**About this task:** Everything from the line containing "[[135, 74], [118, 5], [90, 56], [141, 9]]" down to the last line of the entries below must be transcribed exactly, and nothing else.

**Recorded information:**
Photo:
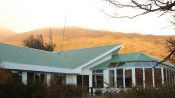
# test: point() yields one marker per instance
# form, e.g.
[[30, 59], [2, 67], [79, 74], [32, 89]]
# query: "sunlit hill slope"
[[75, 38]]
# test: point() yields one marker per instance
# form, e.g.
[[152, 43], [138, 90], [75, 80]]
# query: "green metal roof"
[[129, 57], [65, 59]]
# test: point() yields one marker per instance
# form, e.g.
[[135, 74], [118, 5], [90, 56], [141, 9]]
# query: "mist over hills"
[[75, 38]]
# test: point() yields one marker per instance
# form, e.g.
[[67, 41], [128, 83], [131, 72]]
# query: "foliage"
[[38, 43], [144, 6]]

**Solved exercise:**
[[135, 74], [118, 5], [90, 56], [141, 9]]
# query: "mist over hills"
[[75, 38]]
# test: point() yields one marker per instance
# form, e.g.
[[67, 41], [128, 83], [131, 72]]
# query: "foliage"
[[38, 43], [144, 6]]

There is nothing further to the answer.